_EXERCISE GOAL_. Render every line of the listing below as a JSON list of strings, one string per line, leaving out blank lines.

_DATASET EXCERPTS_.
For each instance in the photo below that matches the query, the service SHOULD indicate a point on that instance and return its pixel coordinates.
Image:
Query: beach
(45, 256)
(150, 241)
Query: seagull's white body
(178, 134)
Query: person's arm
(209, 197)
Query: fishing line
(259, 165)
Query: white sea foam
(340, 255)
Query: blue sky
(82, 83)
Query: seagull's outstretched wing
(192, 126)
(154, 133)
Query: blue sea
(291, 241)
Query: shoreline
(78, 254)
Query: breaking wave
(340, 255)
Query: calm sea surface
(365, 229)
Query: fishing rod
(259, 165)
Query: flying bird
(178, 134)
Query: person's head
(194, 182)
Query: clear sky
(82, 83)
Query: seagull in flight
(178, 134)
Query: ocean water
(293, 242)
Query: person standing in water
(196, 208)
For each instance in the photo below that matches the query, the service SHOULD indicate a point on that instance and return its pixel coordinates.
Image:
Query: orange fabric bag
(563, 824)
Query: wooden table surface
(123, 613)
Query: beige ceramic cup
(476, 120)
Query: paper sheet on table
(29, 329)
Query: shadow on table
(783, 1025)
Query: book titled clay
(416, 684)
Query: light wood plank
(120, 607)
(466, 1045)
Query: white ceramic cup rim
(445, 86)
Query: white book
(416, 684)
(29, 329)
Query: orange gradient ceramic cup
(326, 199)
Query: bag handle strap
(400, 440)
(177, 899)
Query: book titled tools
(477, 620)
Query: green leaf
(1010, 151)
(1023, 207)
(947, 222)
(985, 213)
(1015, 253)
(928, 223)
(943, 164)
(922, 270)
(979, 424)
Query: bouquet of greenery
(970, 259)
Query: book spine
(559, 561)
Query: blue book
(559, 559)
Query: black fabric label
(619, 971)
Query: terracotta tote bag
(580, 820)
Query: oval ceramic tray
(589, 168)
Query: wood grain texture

_REPLY TO THE EXERCISE_.
[
  "For each instance in the photo below that matches the query, the service SHOULD indicate a point on that instance and return its pixel coordinates.",
  "Image:",
  "Query: beach",
  "(45, 256)",
  "(150, 241)",
  "Query: seagull's white body",
  "(178, 134)",
  "Query: person's arm",
  "(209, 197)",
  "Query: fishing line",
  "(259, 165)",
  "Query: white sea foam",
  "(340, 255)",
  "Query: blue sky",
  "(82, 83)",
  "Query: seagull's outstretched wing",
  "(192, 126)",
  "(154, 133)",
  "Query: blue sea",
  "(291, 241)",
  "Query: shoreline",
  "(78, 254)",
  "Query: breaking wave",
  "(340, 255)",
  "Query: calm sea surface",
  "(365, 229)",
  "Query: fishing rod",
  "(259, 165)",
  "Query: flying bird",
  "(178, 134)",
  "Query: person's head",
  "(194, 182)",
  "Query: clear sky",
  "(82, 83)",
  "Query: seagull in flight",
  "(178, 134)",
  "Query: ocean water",
  "(293, 242)",
  "Query: person standing in water",
  "(196, 208)",
  "For each instance in the photo below that matches the query, the service SHOULD indicate a point on that instance and return its pixel coordinates.",
  "Image:",
  "Query: orange fabric bag",
  "(563, 824)",
  "Query: wooden table surface",
  "(123, 613)",
  "Query: beige ceramic cup",
  "(476, 120)",
  "Query: paper sheet on table",
  "(29, 329)",
  "Query: shadow on table",
  "(783, 1025)",
  "Query: book titled clay",
  "(416, 684)",
  "Query: light wood plank",
  "(120, 607)",
  "(466, 1045)",
  "Query: white ceramic cup rim",
  "(445, 86)",
  "Query: white book",
  "(416, 684)",
  "(29, 329)",
  "Query: orange gradient ceramic cup",
  "(326, 199)",
  "Query: bag handle strap",
  "(400, 440)",
  "(177, 899)",
  "Query: book titled tools",
  "(477, 620)",
  "Query: green leaf",
  "(1010, 151)",
  "(1023, 207)",
  "(947, 222)",
  "(985, 213)",
  "(1015, 253)",
  "(928, 223)",
  "(943, 164)",
  "(922, 270)",
  "(979, 424)",
  "Query: bouquet of greenery",
  "(970, 259)",
  "Query: book spine",
  "(559, 561)",
  "Query: blue book",
  "(559, 559)",
  "Query: black fabric label",
  "(619, 971)",
  "Query: terracotta tote bag",
  "(580, 820)",
  "Query: oval ceramic tray",
  "(589, 168)",
  "Query: wood grain texture"
]